### About this task:
Copy the records that follow exactly as written, but not their pictures.

═══ Supplied material ═══

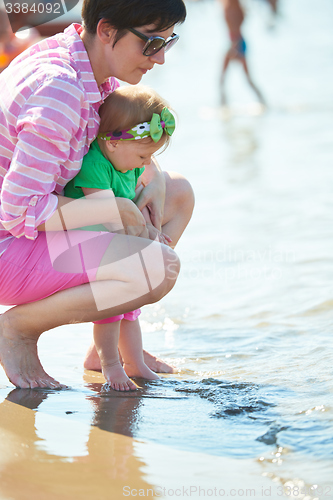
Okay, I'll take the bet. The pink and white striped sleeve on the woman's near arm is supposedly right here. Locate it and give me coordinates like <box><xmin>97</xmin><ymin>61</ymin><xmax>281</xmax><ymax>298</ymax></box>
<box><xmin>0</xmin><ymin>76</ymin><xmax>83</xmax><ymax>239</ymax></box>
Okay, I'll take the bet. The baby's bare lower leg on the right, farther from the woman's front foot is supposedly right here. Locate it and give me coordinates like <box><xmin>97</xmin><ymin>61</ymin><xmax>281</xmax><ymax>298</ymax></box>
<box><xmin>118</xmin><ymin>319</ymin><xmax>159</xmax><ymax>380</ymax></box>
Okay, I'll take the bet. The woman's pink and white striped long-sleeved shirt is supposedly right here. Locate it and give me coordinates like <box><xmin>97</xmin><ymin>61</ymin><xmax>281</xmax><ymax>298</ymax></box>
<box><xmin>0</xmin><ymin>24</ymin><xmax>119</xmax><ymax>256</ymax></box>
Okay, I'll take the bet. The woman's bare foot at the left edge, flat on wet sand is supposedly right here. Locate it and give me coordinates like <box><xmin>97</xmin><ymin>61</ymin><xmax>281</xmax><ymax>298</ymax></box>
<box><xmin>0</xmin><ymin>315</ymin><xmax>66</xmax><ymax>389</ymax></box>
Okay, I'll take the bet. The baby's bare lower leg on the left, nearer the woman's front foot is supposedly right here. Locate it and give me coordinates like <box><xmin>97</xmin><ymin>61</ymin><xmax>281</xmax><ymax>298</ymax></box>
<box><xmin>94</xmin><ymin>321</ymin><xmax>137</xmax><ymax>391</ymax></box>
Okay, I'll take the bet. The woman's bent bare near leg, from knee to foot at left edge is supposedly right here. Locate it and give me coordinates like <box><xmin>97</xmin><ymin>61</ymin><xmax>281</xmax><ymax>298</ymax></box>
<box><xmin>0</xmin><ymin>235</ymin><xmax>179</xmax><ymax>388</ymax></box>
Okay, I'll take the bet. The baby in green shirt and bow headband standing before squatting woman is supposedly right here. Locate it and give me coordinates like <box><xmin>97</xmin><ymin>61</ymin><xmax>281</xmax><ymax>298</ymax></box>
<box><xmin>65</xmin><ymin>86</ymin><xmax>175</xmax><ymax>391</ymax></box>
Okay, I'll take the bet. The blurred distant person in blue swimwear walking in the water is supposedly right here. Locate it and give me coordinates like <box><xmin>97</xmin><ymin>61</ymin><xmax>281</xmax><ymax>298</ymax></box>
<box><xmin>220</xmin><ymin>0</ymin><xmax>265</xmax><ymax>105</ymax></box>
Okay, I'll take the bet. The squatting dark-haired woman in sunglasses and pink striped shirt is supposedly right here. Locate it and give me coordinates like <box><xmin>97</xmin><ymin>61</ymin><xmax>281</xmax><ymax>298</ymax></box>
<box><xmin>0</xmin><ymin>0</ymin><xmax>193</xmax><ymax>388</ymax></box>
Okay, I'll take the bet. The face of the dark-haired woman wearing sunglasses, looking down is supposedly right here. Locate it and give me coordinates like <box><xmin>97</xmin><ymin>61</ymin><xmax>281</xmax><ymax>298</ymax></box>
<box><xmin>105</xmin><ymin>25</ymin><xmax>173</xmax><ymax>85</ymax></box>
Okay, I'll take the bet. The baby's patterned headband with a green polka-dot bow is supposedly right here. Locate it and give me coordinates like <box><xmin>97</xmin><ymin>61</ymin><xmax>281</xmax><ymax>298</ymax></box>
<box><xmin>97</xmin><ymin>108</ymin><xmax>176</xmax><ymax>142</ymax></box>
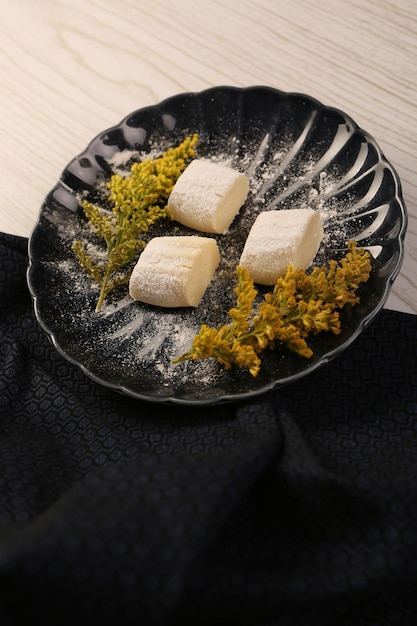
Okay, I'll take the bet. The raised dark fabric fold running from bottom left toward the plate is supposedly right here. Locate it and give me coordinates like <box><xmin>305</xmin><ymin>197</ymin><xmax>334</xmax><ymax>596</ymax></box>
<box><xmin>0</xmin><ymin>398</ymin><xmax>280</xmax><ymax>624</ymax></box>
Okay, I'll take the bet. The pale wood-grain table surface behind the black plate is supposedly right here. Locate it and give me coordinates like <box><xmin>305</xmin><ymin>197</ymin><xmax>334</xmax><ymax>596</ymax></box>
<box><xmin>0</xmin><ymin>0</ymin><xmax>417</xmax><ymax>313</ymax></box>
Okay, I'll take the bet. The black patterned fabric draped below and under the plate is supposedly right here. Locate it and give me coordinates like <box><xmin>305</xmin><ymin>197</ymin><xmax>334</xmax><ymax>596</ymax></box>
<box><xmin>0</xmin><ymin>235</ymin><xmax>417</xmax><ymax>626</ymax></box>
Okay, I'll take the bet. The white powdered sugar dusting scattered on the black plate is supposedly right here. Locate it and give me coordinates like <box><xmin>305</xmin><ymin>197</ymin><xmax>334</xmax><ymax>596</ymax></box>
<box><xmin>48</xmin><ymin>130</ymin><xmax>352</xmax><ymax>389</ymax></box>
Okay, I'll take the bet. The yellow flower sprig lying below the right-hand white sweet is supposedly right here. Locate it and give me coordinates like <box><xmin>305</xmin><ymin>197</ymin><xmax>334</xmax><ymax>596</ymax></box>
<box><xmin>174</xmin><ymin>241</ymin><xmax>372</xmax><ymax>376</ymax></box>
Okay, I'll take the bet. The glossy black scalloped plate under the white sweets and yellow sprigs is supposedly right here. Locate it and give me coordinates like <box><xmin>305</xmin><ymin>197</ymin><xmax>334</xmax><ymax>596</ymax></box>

═══

### Answer section:
Okay, I'll take the bet. The pink and white striped sleeve on the woman's near arm is supposedly right here. Locate it and give me coordinates like <box><xmin>97</xmin><ymin>61</ymin><xmax>281</xmax><ymax>298</ymax></box>
<box><xmin>0</xmin><ymin>76</ymin><xmax>83</xmax><ymax>239</ymax></box>
Okay, I'll take the bet. The baby's bare lower leg on the right, farther from the woman's front foot is supposedly right here. Locate it and give me coordinates like <box><xmin>97</xmin><ymin>61</ymin><xmax>281</xmax><ymax>298</ymax></box>
<box><xmin>118</xmin><ymin>319</ymin><xmax>159</xmax><ymax>380</ymax></box>
Okay, I'll take the bet. The woman's pink and white striped long-sleeved shirt is supposedly right here. Locate it and give me coordinates like <box><xmin>97</xmin><ymin>61</ymin><xmax>281</xmax><ymax>298</ymax></box>
<box><xmin>0</xmin><ymin>24</ymin><xmax>119</xmax><ymax>256</ymax></box>
Okay, I'll take the bet. The woman's bare foot at the left edge, flat on wet sand is supposedly right here. Locate it and give me coordinates like <box><xmin>97</xmin><ymin>61</ymin><xmax>281</xmax><ymax>298</ymax></box>
<box><xmin>0</xmin><ymin>315</ymin><xmax>66</xmax><ymax>389</ymax></box>
Okay, I'll take the bet. The baby's bare lower leg on the left, nearer the woman's front foot is supposedly right here. Locate it and give me coordinates like <box><xmin>97</xmin><ymin>61</ymin><xmax>281</xmax><ymax>298</ymax></box>
<box><xmin>94</xmin><ymin>321</ymin><xmax>137</xmax><ymax>391</ymax></box>
Okay, I'll take the bet. The woman's bent bare near leg, from knee to foot at left edge is supposedly right here. Locate it and give me coordinates like <box><xmin>97</xmin><ymin>61</ymin><xmax>281</xmax><ymax>298</ymax></box>
<box><xmin>0</xmin><ymin>235</ymin><xmax>179</xmax><ymax>388</ymax></box>
Okay, I'll take the bet. The baby in green shirt and bow headband standing before squatting woman is supposedly right here. Locate it and give me coordinates like <box><xmin>97</xmin><ymin>61</ymin><xmax>281</xmax><ymax>298</ymax></box>
<box><xmin>65</xmin><ymin>86</ymin><xmax>175</xmax><ymax>391</ymax></box>
Okay, I'll take the bet. The blurred distant person in blue swimwear walking in the water is supposedly right here. Locate it and give me coordinates like <box><xmin>97</xmin><ymin>61</ymin><xmax>281</xmax><ymax>298</ymax></box>
<box><xmin>220</xmin><ymin>0</ymin><xmax>265</xmax><ymax>105</ymax></box>
Okay, I'll take the bet. The squatting dark-haired woman in sunglasses and pink striped shirt is supposedly right here. Locate it and give me coordinates like <box><xmin>97</xmin><ymin>61</ymin><xmax>281</xmax><ymax>298</ymax></box>
<box><xmin>0</xmin><ymin>0</ymin><xmax>193</xmax><ymax>388</ymax></box>
Okay, I'll take the bet. The face of the dark-haired woman wearing sunglasses, looking down is supposedly right here. Locate it and give me coordinates like <box><xmin>97</xmin><ymin>61</ymin><xmax>281</xmax><ymax>298</ymax></box>
<box><xmin>105</xmin><ymin>25</ymin><xmax>173</xmax><ymax>85</ymax></box>
Okay, I'll take the bet. The baby's patterned headband with a green polka-dot bow is supposedly right here. Locate it and give me coordinates like <box><xmin>97</xmin><ymin>61</ymin><xmax>281</xmax><ymax>298</ymax></box>
<box><xmin>97</xmin><ymin>108</ymin><xmax>176</xmax><ymax>142</ymax></box>
Okay, I'll take the bet. The raised dark fabric fold running from bottom left toward the plate is supposedly right here. Locate it and give me coordinates like <box><xmin>305</xmin><ymin>197</ymin><xmax>334</xmax><ymax>596</ymax></box>
<box><xmin>0</xmin><ymin>398</ymin><xmax>280</xmax><ymax>624</ymax></box>
Okay, I'll take the bet. The pale wood-grain table surface behind the black plate is supposedly right here. Locate it and give me coordinates like <box><xmin>305</xmin><ymin>197</ymin><xmax>334</xmax><ymax>596</ymax></box>
<box><xmin>0</xmin><ymin>0</ymin><xmax>417</xmax><ymax>313</ymax></box>
Okay, I'll take the bet. The black patterned fabric draped below and under the plate is supposedly right here. Locate it and give me coordinates like <box><xmin>305</xmin><ymin>197</ymin><xmax>334</xmax><ymax>596</ymax></box>
<box><xmin>0</xmin><ymin>235</ymin><xmax>417</xmax><ymax>626</ymax></box>
Okay, I'll take the bet. The white powdered sugar dusting scattered on the black plate is supposedly right here. Locate it and give me coordinates like <box><xmin>305</xmin><ymin>197</ymin><xmax>334</xmax><ymax>596</ymax></box>
<box><xmin>48</xmin><ymin>130</ymin><xmax>352</xmax><ymax>389</ymax></box>
Okay, I'll take the bet. The yellow flower sprig lying below the right-hand white sweet is supposedly right here. Locate it and give me coordinates like <box><xmin>305</xmin><ymin>197</ymin><xmax>334</xmax><ymax>596</ymax></box>
<box><xmin>174</xmin><ymin>241</ymin><xmax>372</xmax><ymax>376</ymax></box>
Okay, I'll take the bet. The glossy black scalloped plate under the white sweets and yellow sprigs is supposedly right here. Locate it and give me coordinates like <box><xmin>305</xmin><ymin>197</ymin><xmax>334</xmax><ymax>596</ymax></box>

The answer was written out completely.